■ Written problem A ■
In the text about David Meara, where did he serve as a curate when his ordained ministry began?
■ Written problem B ■
Decide whether each statement agrees with the text about David Meara, answering yes or no and quoting the words of the text that decide it: (i) Meara was ordained in 1973. (ii) Meara was Archdeacon of London from 2000 to 2014. (iii) Meara studied at Oriel College, Oxford.

■ Extracted text ■
= David Meara =

British Anglican priest (born 1947)

David Gwynne Meara, FSA (born 30 June 1947) is a British Anglican priest. From 2009 to 2014, he was Archdeacon of London in the Church of England. He is known as an authority on Victorian and modern monumental brasses.

==Early life and education==
Meara was born on 30 June 1947. He was educated at Merchant Taylors' School, Northwood, Oriel College, Oxford and Ripon College Cuddesdon.

==Ordained ministry==
Meara was ordained in 1973. He began his ordained ministry as a curate at Christchurch, Reading, after which he was a chaplain at the University of Reading. He was vicar of Basildon from 1982 to 1994 and then the Rural Dean of Bradfield. He was Rector of St Bride's Fleet Street from 2000 to August 2014.

■ Stored rows ■
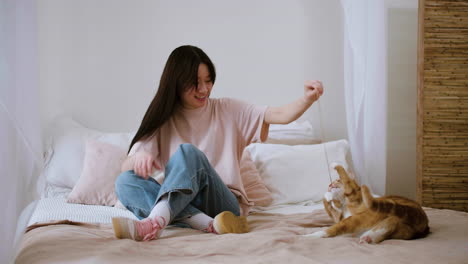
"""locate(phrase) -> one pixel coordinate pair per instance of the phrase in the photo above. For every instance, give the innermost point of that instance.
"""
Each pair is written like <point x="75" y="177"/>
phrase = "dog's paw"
<point x="318" y="234"/>
<point x="365" y="239"/>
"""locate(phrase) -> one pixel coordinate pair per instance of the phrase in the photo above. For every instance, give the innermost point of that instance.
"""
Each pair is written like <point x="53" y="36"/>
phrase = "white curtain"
<point x="365" y="88"/>
<point x="20" y="139"/>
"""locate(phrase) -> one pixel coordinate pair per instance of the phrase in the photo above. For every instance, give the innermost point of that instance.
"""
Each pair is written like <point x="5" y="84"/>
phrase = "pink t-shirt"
<point x="221" y="129"/>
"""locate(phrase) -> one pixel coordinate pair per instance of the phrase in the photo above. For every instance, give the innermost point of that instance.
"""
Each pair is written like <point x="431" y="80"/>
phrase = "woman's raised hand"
<point x="312" y="90"/>
<point x="145" y="164"/>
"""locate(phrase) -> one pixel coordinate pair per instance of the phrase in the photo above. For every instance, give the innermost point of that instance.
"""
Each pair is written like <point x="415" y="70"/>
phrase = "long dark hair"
<point x="180" y="74"/>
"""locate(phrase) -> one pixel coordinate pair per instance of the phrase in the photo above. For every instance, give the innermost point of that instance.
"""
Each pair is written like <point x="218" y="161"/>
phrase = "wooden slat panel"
<point x="443" y="104"/>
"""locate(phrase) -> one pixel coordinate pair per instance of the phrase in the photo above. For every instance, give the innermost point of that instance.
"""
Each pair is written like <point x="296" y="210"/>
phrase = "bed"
<point x="64" y="232"/>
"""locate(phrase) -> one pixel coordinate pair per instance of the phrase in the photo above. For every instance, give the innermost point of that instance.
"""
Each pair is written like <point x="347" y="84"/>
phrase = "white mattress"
<point x="49" y="209"/>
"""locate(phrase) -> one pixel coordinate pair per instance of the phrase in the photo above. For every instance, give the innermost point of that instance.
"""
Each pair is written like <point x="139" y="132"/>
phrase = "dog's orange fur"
<point x="383" y="218"/>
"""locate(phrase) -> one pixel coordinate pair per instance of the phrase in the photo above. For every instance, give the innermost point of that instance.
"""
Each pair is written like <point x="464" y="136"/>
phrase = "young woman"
<point x="198" y="142"/>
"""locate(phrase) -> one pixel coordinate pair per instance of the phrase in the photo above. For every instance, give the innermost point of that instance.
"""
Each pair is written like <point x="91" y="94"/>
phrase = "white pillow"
<point x="295" y="133"/>
<point x="298" y="173"/>
<point x="65" y="155"/>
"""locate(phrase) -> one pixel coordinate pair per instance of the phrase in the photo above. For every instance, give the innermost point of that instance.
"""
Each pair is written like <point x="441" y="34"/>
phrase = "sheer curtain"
<point x="365" y="88"/>
<point x="20" y="140"/>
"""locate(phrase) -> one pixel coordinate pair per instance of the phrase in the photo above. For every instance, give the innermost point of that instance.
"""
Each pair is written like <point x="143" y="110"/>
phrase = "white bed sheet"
<point x="50" y="209"/>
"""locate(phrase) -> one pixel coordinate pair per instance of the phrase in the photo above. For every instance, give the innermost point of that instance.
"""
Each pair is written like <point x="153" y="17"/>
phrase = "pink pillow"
<point x="255" y="188"/>
<point x="101" y="167"/>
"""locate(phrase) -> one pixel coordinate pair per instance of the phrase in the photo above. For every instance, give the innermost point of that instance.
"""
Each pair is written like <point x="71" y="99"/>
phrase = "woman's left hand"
<point x="312" y="90"/>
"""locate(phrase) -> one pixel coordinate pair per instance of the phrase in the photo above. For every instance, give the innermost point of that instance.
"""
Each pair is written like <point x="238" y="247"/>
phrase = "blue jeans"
<point x="192" y="186"/>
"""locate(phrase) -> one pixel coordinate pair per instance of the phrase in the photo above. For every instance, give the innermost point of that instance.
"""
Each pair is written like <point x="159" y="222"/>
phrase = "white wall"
<point x="100" y="61"/>
<point x="402" y="98"/>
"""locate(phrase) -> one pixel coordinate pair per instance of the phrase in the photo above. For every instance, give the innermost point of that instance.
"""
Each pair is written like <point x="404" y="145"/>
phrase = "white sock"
<point x="162" y="209"/>
<point x="199" y="221"/>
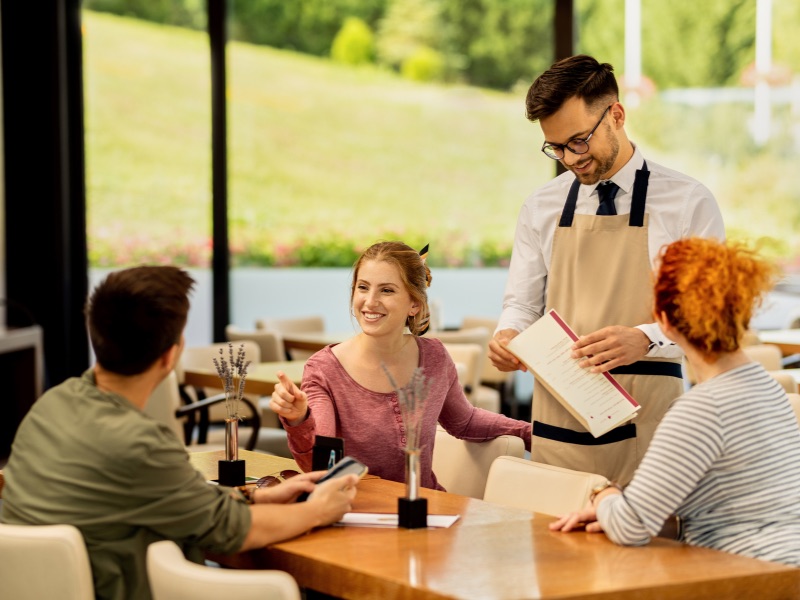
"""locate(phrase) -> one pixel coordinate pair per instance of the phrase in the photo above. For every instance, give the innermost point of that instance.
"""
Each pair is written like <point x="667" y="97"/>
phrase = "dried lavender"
<point x="228" y="371"/>
<point x="411" y="399"/>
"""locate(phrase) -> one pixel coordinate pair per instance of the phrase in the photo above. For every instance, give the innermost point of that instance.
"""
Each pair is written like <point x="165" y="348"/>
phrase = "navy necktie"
<point x="607" y="191"/>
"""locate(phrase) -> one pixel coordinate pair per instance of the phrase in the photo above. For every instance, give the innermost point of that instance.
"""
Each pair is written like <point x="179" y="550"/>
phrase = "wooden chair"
<point x="794" y="400"/>
<point x="168" y="406"/>
<point x="44" y="561"/>
<point x="173" y="577"/>
<point x="538" y="487"/>
<point x="462" y="467"/>
<point x="202" y="357"/>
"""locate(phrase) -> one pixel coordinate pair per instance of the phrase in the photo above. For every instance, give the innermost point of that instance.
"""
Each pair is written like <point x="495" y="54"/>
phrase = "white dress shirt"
<point x="677" y="207"/>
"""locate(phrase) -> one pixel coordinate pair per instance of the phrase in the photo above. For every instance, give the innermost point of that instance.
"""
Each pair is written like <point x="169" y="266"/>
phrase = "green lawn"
<point x="331" y="157"/>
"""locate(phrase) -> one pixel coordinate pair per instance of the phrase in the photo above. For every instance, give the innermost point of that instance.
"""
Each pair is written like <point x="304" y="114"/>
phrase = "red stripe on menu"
<point x="607" y="375"/>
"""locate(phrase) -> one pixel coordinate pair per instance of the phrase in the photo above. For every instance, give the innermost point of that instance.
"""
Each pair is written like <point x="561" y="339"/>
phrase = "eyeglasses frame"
<point x="561" y="147"/>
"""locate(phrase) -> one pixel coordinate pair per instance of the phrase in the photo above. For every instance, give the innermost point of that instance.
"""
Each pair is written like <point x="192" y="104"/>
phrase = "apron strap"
<point x="650" y="367"/>
<point x="636" y="218"/>
<point x="583" y="438"/>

■ Output A ■
Christchurch, Reading

■ Output B ■
(i) Yes: "Meara was ordained in 1973."
(ii) No: "From 2009 to 2014, he was Archdeacon of London in the Church of England."
(iii) Yes: "He was educated at Merchant Taylors' School, Northwood, Oriel College, Oxford and Ripon College Cuddesdon."